◆ YOUR GOAL:
Using the records below, reproduce exactly the lines from the one containing "Could you please indicate the silver sequin" through the end, and nothing more; skip the images.

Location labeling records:
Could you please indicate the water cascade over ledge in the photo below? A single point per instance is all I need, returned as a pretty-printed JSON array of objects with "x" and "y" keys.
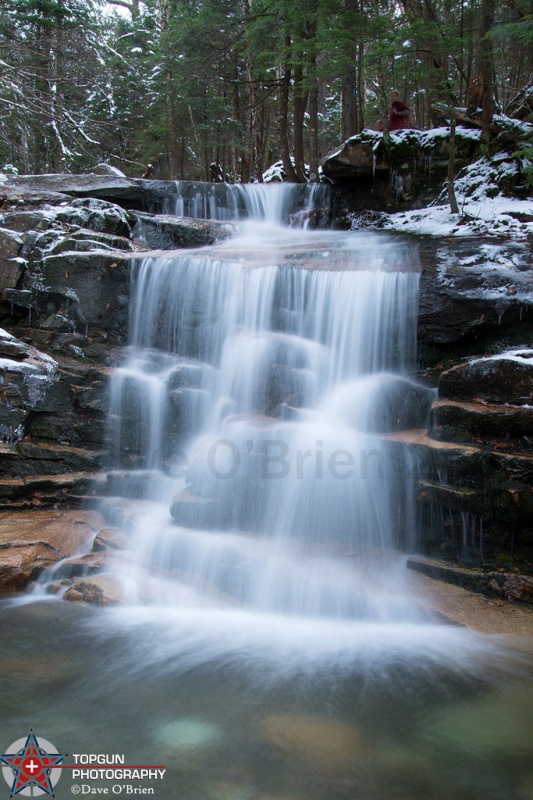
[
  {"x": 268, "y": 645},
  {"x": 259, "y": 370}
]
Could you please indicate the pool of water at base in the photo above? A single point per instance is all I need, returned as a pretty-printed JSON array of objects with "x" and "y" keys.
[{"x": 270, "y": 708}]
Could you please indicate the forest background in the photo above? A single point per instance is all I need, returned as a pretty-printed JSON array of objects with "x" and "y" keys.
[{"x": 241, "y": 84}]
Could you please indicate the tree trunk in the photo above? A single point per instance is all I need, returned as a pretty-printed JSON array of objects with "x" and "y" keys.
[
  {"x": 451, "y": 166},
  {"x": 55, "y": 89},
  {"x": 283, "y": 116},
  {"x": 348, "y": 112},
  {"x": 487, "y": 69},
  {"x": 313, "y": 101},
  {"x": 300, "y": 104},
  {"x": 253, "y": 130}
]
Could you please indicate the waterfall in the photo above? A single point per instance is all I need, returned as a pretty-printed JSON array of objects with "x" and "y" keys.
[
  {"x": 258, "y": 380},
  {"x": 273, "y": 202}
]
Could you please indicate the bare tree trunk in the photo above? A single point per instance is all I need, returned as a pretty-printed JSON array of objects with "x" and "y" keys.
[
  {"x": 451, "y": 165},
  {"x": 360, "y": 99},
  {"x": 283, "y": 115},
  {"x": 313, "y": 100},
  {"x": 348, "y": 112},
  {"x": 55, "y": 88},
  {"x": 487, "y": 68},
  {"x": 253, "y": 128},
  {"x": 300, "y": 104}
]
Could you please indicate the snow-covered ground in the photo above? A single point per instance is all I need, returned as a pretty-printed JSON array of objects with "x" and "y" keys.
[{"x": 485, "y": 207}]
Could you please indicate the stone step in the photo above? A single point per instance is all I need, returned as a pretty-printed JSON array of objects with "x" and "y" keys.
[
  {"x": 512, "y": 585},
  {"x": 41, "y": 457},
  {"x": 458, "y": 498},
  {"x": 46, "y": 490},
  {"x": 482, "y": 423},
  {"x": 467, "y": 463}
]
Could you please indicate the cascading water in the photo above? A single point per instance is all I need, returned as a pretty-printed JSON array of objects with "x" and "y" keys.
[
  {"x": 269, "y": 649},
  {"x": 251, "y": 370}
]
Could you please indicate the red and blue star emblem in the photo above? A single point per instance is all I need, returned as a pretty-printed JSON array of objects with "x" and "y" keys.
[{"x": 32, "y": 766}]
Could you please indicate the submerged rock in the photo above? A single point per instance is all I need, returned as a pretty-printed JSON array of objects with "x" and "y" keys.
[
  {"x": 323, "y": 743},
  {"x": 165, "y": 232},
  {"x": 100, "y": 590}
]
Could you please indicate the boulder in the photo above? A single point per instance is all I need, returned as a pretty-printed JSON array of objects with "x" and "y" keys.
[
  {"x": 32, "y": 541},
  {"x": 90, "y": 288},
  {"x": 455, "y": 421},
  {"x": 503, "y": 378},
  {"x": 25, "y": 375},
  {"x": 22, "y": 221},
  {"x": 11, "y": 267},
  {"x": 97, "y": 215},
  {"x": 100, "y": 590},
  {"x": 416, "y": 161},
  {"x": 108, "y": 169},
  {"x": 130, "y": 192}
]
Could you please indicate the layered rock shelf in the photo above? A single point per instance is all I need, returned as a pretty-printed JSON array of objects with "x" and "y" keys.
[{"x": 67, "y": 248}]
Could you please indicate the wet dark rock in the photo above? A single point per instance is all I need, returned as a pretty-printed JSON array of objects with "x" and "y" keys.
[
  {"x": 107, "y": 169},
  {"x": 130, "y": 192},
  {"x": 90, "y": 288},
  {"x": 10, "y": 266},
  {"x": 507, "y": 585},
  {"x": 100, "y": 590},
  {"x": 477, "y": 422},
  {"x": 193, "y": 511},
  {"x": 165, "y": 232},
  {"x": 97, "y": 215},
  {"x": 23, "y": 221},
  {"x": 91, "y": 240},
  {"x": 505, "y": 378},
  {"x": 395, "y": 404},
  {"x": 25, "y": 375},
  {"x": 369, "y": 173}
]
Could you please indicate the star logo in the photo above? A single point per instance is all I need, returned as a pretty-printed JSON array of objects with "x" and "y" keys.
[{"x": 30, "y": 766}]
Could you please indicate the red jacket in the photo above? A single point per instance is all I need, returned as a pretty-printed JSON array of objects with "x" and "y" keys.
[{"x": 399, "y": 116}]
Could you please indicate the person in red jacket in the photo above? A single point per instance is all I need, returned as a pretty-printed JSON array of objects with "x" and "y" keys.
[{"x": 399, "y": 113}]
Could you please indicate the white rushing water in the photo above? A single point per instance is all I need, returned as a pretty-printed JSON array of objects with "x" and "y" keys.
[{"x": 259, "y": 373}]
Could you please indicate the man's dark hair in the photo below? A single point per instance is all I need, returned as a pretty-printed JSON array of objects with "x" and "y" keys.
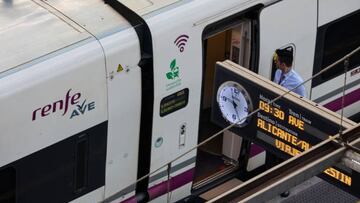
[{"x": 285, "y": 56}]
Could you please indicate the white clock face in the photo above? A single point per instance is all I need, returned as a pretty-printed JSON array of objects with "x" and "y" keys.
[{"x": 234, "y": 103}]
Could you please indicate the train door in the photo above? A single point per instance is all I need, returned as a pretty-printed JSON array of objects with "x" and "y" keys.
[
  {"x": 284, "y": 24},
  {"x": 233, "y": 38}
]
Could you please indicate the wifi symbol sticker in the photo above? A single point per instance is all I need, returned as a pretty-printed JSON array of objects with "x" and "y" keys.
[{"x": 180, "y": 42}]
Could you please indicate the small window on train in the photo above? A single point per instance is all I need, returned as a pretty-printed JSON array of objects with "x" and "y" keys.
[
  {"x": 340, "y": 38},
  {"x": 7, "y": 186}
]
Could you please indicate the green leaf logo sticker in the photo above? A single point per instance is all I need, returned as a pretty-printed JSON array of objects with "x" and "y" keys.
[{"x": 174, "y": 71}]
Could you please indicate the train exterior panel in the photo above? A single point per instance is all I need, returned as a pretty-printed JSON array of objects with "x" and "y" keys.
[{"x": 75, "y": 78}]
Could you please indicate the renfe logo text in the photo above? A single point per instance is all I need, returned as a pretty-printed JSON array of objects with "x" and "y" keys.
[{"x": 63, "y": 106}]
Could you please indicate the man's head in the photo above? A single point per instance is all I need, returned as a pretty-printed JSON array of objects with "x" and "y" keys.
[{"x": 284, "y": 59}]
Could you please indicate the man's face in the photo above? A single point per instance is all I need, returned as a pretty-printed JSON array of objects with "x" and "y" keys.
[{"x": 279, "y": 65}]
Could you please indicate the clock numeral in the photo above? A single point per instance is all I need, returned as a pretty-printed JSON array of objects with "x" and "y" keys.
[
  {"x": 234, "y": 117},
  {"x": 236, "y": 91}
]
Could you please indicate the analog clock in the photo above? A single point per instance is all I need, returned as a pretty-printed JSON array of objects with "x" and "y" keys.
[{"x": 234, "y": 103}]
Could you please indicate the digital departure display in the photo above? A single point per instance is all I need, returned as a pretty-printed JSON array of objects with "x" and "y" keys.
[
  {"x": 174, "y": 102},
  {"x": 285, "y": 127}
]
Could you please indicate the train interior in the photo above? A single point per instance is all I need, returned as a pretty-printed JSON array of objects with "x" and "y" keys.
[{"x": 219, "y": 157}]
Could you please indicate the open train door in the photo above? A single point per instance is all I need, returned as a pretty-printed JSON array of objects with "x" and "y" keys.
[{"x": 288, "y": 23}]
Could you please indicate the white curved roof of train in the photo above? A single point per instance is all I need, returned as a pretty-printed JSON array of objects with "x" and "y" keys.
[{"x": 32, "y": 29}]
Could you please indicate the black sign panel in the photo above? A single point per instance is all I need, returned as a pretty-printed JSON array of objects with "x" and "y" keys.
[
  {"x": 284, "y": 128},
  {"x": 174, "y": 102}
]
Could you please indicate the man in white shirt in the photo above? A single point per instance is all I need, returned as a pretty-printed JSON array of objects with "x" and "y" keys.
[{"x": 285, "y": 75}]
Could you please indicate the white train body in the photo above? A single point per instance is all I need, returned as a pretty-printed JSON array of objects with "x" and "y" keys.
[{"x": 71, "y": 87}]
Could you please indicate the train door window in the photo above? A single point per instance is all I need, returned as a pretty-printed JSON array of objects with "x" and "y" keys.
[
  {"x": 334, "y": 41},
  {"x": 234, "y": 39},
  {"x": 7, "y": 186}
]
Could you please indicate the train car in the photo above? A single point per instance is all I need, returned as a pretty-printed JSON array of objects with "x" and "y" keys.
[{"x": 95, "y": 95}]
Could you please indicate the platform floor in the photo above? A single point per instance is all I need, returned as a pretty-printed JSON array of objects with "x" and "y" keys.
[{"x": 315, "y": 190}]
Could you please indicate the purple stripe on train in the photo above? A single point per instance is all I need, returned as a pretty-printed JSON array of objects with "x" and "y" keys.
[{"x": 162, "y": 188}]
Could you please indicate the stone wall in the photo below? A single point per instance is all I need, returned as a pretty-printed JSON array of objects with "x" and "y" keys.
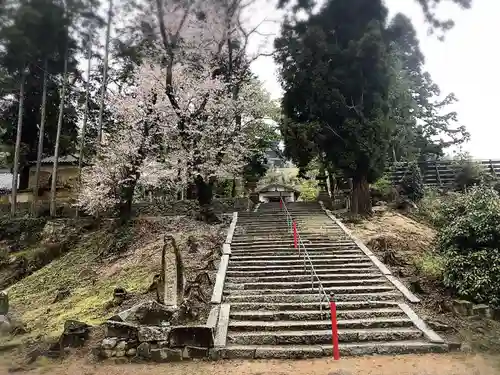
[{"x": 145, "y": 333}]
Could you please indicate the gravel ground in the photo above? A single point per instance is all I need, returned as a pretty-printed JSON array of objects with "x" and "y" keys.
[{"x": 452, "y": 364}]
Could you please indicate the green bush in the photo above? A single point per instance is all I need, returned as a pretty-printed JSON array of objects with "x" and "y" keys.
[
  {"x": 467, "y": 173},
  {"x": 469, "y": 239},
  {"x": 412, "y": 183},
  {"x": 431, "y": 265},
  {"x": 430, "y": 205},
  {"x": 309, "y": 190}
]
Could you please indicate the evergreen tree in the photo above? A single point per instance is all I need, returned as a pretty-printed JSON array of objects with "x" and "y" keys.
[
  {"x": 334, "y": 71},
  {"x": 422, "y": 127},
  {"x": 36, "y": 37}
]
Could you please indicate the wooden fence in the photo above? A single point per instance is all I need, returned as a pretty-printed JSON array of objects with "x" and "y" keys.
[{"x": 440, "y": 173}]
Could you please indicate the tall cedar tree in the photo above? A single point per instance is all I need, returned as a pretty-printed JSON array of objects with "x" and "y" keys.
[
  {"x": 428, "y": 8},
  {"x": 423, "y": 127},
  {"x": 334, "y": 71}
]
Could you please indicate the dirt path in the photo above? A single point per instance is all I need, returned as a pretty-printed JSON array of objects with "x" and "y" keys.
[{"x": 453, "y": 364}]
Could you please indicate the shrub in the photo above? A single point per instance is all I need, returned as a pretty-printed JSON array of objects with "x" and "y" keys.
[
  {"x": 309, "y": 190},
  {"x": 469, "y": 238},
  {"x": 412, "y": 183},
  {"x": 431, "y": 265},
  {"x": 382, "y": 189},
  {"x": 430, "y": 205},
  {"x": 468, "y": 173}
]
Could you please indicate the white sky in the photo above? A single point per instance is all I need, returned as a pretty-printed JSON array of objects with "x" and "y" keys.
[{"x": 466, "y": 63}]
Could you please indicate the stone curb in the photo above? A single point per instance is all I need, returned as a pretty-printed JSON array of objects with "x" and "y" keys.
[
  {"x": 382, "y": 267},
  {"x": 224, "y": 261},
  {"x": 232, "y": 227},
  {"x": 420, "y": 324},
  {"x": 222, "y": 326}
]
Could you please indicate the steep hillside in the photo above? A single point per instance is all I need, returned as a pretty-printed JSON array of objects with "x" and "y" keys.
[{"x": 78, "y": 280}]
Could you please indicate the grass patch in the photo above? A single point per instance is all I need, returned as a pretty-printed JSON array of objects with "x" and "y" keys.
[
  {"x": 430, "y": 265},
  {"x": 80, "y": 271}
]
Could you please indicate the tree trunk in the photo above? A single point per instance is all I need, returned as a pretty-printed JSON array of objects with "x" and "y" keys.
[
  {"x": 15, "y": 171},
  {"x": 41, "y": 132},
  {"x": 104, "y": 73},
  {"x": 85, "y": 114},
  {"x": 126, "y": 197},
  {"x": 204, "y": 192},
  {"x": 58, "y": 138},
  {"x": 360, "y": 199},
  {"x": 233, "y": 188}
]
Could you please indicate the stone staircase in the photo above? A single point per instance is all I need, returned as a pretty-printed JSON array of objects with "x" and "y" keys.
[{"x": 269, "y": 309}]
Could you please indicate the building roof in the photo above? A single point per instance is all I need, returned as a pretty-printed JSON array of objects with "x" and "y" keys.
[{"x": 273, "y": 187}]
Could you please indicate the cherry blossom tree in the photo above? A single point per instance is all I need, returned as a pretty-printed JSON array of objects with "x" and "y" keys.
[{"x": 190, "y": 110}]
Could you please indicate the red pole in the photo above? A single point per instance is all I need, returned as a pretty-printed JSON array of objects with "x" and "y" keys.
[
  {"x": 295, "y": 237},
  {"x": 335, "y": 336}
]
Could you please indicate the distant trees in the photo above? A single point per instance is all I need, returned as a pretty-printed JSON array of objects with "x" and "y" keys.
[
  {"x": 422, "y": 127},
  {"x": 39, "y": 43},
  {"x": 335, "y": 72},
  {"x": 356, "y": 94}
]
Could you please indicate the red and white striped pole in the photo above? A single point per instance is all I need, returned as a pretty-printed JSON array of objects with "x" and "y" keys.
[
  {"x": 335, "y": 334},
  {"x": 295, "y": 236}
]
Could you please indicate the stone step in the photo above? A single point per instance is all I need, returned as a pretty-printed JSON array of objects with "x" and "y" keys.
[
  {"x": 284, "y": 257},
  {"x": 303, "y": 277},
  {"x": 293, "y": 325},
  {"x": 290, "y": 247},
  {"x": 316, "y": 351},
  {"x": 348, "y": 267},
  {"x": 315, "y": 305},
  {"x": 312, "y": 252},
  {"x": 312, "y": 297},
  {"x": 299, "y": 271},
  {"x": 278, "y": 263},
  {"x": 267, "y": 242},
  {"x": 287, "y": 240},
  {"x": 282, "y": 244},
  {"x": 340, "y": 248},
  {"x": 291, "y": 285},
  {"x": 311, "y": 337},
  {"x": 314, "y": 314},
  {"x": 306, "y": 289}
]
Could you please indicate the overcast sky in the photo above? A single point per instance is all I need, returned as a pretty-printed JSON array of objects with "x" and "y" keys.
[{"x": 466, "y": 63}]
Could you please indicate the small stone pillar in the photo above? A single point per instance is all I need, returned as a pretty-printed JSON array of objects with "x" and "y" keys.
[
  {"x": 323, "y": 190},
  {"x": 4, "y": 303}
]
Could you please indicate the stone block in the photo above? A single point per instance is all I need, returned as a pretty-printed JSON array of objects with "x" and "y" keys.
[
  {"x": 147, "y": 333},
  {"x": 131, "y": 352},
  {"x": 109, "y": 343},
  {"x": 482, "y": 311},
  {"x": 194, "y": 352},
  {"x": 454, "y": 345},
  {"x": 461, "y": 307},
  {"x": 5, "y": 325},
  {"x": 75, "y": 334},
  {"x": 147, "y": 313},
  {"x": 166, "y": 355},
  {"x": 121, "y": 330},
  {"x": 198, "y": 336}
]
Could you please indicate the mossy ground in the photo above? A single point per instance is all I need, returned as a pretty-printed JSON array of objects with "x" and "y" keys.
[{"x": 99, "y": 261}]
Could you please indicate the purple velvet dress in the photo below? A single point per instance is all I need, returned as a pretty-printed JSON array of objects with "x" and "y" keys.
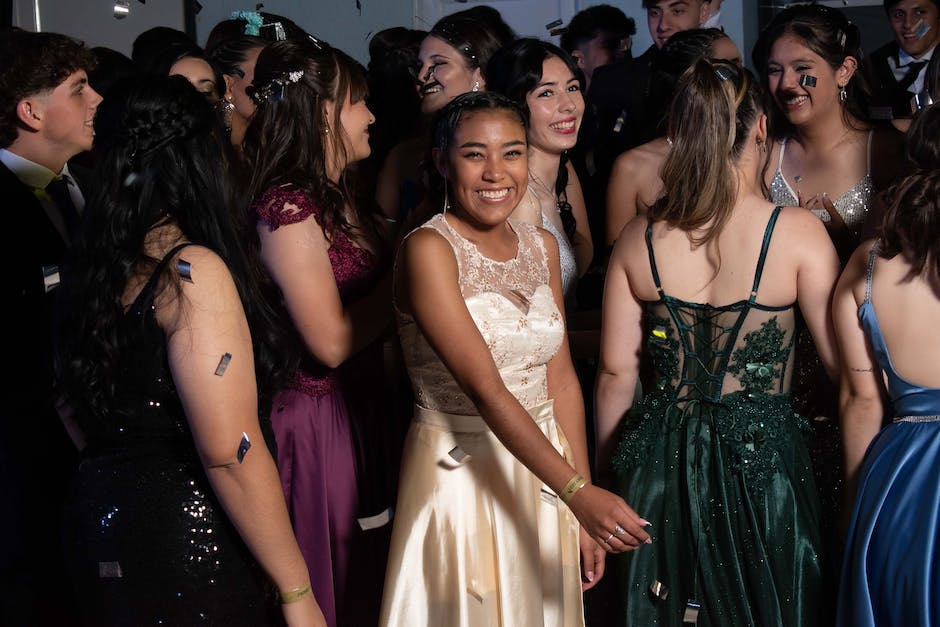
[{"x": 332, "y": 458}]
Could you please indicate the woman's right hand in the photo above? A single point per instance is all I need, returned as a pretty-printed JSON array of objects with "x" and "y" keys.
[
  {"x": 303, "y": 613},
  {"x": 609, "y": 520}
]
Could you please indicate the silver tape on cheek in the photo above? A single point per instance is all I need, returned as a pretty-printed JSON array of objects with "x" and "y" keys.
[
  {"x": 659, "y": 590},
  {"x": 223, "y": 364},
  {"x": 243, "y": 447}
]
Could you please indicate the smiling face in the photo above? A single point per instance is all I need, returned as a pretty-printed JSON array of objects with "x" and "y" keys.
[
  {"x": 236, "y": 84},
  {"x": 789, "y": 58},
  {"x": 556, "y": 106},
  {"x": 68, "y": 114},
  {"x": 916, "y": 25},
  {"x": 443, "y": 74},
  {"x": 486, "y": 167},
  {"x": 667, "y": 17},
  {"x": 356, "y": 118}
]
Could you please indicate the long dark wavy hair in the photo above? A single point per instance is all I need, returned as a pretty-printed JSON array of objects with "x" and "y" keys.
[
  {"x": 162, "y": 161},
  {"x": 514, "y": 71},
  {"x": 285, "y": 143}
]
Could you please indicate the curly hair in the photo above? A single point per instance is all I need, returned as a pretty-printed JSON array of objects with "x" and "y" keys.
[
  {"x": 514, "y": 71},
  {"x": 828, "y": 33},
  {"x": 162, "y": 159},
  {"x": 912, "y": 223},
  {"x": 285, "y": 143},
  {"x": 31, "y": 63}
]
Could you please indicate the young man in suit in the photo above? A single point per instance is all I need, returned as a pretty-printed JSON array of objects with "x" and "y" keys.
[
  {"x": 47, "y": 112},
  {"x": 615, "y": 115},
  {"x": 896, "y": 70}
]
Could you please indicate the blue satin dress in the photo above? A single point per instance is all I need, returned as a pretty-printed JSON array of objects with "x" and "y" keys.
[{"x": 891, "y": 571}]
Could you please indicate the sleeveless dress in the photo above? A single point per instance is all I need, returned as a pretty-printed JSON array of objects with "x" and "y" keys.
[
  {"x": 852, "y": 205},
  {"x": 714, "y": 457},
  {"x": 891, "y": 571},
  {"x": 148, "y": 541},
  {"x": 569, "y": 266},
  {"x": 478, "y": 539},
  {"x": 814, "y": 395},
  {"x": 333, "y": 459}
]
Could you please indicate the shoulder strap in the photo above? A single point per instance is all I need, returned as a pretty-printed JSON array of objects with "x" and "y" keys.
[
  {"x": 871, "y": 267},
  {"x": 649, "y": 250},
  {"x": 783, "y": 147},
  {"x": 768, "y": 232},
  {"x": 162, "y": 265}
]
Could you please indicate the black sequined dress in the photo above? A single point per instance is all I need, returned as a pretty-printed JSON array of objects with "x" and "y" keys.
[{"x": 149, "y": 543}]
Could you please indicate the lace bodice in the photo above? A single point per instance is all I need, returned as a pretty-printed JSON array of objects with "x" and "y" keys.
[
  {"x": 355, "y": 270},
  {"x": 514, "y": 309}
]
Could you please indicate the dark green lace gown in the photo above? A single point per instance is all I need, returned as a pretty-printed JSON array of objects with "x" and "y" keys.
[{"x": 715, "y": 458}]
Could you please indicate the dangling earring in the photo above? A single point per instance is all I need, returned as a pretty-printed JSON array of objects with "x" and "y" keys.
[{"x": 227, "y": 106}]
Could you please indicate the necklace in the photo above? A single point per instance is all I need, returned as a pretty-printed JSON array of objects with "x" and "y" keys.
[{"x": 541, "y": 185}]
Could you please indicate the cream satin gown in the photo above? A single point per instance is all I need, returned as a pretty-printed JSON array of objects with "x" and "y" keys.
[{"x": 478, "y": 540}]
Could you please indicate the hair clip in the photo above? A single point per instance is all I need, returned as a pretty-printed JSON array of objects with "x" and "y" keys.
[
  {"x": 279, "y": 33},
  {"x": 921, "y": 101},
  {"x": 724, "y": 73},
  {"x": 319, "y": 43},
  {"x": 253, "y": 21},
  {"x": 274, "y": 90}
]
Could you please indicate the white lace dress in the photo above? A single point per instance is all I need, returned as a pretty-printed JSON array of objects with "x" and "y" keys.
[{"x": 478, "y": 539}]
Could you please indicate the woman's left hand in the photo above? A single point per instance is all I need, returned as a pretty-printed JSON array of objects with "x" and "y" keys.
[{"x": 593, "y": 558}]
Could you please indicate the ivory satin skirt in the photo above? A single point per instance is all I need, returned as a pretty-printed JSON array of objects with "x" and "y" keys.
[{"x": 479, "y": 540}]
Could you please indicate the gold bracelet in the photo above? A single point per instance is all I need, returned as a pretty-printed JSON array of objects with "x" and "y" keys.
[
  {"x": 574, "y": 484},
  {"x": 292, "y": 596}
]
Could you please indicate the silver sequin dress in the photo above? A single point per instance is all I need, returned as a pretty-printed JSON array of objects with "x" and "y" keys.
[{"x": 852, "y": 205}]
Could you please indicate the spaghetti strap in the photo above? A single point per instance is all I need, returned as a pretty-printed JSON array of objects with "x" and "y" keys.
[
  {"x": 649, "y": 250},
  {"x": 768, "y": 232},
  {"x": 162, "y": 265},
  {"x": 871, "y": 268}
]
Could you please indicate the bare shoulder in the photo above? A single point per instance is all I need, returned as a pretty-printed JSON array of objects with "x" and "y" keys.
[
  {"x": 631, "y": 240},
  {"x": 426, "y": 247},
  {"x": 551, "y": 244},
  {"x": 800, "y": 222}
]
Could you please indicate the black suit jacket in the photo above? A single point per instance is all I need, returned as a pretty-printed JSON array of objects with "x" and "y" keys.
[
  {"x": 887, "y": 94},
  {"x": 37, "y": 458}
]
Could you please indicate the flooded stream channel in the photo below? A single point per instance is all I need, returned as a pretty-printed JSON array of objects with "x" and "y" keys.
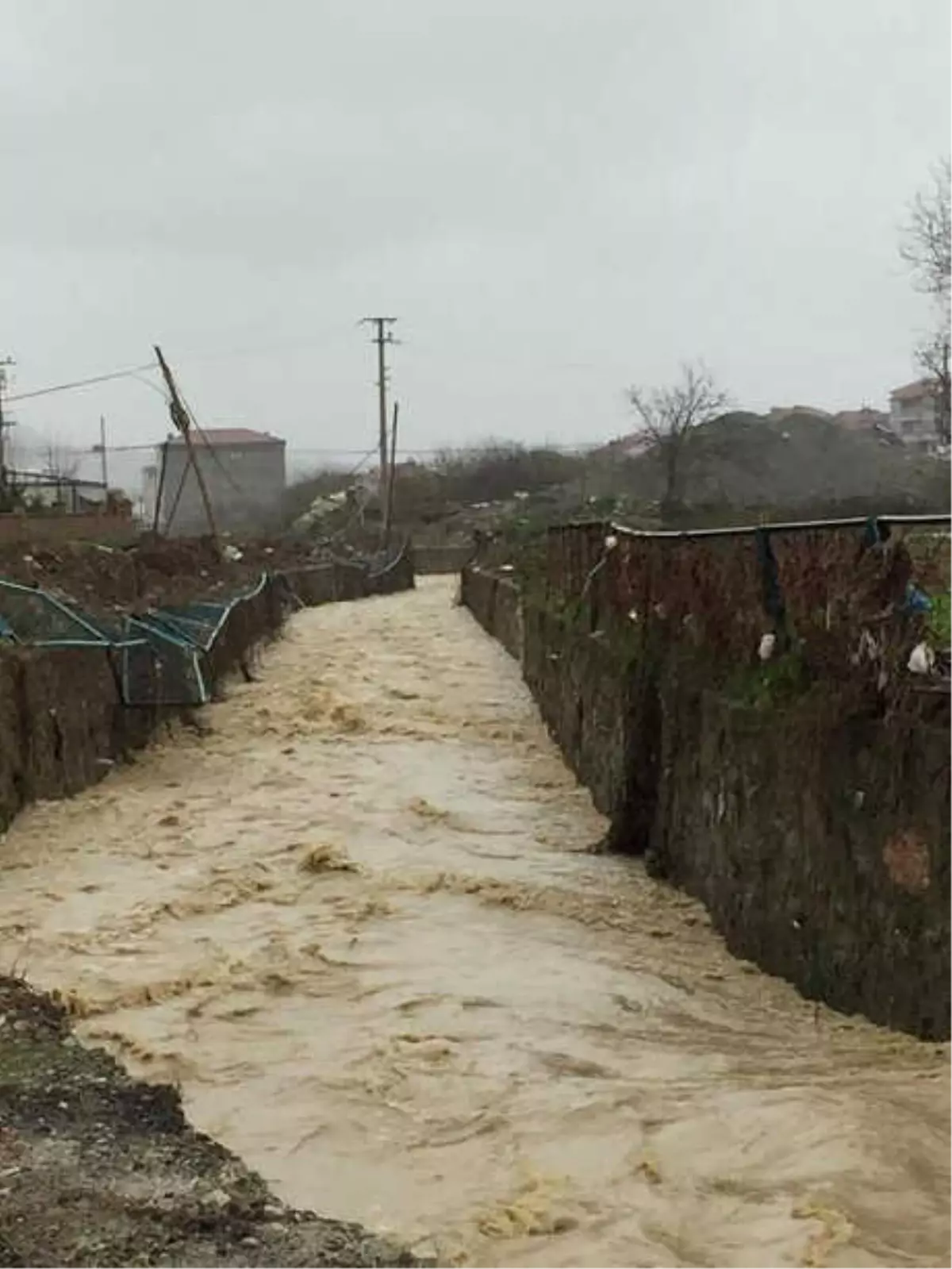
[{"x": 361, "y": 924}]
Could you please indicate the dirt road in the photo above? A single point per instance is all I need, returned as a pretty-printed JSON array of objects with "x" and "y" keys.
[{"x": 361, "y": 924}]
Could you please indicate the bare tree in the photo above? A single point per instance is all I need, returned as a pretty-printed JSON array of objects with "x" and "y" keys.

◆ RESPONSE TO THE EXERCISE:
Could you please indicate the silver sequin dress in the photo above? A single point per instance is all I need, returned as a pretty-printed JSON array of objects with "x" and "y" keys.
[{"x": 852, "y": 205}]
Could you please indicate the spaghetti strap in the photo above? A single point per instance is all I need, returned as a pretty-printed JSON array of objects with "x" and "y" keys.
[
  {"x": 649, "y": 250},
  {"x": 768, "y": 232},
  {"x": 162, "y": 265},
  {"x": 871, "y": 268}
]
Could you please indicate the bare shoulder in the photo above? A single point per instance is all I need, returned as a pretty-printed JSON array of objects with "x" and "y" keys.
[
  {"x": 631, "y": 240},
  {"x": 426, "y": 247},
  {"x": 551, "y": 244},
  {"x": 800, "y": 222}
]
Could you please indicate the black suit jacket in the photo above? A single point per instance is all I need, returned as a pretty-printed JSON array of objects with "x" and "y" keys.
[
  {"x": 887, "y": 94},
  {"x": 37, "y": 458}
]
Could you please indicate the flooded stream channel in the photo below? A single point per instance is all I need, returned as a pretty-printed JSON array of objects with "x" and "y" keys.
[{"x": 361, "y": 924}]
Could you please indicate the dirt road in the photo above? A single point per instance is all I need, returned as a pretty-printed JSON array of objects with "x" and "y" keys.
[{"x": 361, "y": 924}]
Could you please indicate the bare tree in the photo above? A single point per instance is all I need, returned as a pretty-printed JSON array of objects with "x" and "y" keys.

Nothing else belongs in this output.